### STUDY TEXT
##########
In horses the lines of blaschko can come and go throughout the horse’s life time, when they appear as lines in the hair. One theory is that lymphatic drainage can cause the lines to appear. Although the lines do not correspond to any known nervous, vascular or lymphatic structures or fascia.
They will show up after a message or an event in the horses life that was apparently stressful or in some way extreme for the horse. That would seem to be a sign that they can be related to something going on within the horse.
By looking at whorls we can have a clue about temperament from the time of birth.
There are limitations. One of those is the distortion of the whorl caused by the foal hair coat.
Foal coats do all sorts of interesting things. From colors no where near what the adult color will actually be, to primitive markings. Foal coats will also have curls that wont be present as the horse ages.
Very often the forehead will be wildly curly with concentric circles extending from center. These make the whorls look far more complicated than what they are.
As beautiful and convoluted as the circles are they are still only a byproduct of the baby hair coat and will disappear when the coat sheds and a more adult hair coat grows in.
When looking at foals, don’t let all the pretty extras confuse you. Look closely for the actual whorl. Or wait a year or two for a more easily exact analysis.
Horses are born with the whorls that they will have for life. That can give us a good clue about temperament from birth.
Head shape can get a little more complicated.
##########
### SUPPLIED INFORMATION
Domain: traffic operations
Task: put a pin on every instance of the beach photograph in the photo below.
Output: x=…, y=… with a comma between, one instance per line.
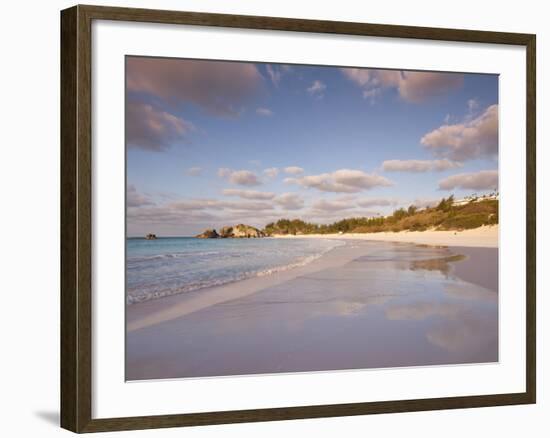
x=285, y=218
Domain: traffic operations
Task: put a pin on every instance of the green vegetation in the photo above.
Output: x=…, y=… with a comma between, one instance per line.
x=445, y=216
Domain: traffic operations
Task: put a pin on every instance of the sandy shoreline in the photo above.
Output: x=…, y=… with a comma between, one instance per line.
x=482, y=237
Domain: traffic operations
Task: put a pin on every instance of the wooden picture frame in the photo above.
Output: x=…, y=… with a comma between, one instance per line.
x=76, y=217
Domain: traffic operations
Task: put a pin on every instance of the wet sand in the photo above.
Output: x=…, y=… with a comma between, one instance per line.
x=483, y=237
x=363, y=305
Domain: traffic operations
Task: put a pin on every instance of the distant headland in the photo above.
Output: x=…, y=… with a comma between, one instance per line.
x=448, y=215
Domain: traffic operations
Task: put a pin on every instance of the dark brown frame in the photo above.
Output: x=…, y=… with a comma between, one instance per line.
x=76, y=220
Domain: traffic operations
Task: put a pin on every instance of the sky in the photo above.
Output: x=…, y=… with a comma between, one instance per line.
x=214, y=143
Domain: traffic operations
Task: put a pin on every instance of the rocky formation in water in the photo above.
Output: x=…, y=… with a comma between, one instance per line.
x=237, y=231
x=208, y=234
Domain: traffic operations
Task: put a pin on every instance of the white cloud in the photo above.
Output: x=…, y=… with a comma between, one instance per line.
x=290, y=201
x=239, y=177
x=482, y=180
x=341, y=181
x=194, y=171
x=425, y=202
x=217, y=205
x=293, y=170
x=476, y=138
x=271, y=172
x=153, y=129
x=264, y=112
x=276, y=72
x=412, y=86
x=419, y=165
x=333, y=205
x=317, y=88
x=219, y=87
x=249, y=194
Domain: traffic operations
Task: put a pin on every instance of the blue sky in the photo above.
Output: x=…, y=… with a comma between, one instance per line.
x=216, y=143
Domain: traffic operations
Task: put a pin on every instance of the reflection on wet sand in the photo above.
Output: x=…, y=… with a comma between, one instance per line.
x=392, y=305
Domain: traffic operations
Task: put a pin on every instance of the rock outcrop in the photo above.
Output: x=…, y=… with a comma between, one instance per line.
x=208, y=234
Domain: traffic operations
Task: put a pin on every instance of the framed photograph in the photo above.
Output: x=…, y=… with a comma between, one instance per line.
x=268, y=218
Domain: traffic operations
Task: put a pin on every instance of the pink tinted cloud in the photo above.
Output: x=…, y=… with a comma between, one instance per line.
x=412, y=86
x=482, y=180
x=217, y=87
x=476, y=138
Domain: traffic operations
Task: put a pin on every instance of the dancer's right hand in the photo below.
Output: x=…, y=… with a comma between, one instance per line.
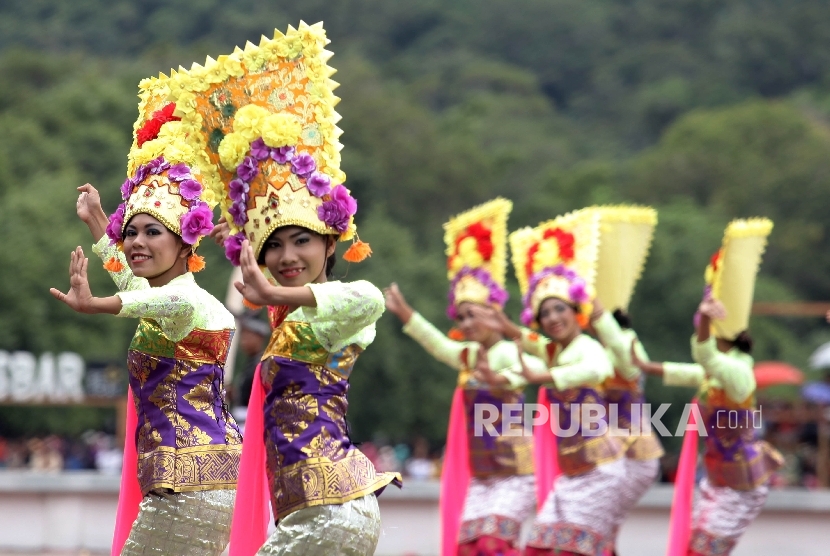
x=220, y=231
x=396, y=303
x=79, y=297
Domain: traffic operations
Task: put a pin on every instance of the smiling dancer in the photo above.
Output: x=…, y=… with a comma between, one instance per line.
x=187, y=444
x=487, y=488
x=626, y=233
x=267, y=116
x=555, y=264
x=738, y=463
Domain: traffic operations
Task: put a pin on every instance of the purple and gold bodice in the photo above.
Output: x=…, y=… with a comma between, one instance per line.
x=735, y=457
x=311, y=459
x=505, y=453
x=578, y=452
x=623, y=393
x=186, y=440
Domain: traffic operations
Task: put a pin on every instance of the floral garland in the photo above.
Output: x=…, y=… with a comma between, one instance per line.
##########
### WHAT YOU ARE ASKED TO DO
According to the text on horse whorls, what happens to the curly circles on a foal's forehead when the foal coat sheds? The rows aren't needed here.

### SOLUTION TO THE PROBLEM
They disappear as a more adult hair coat grows in.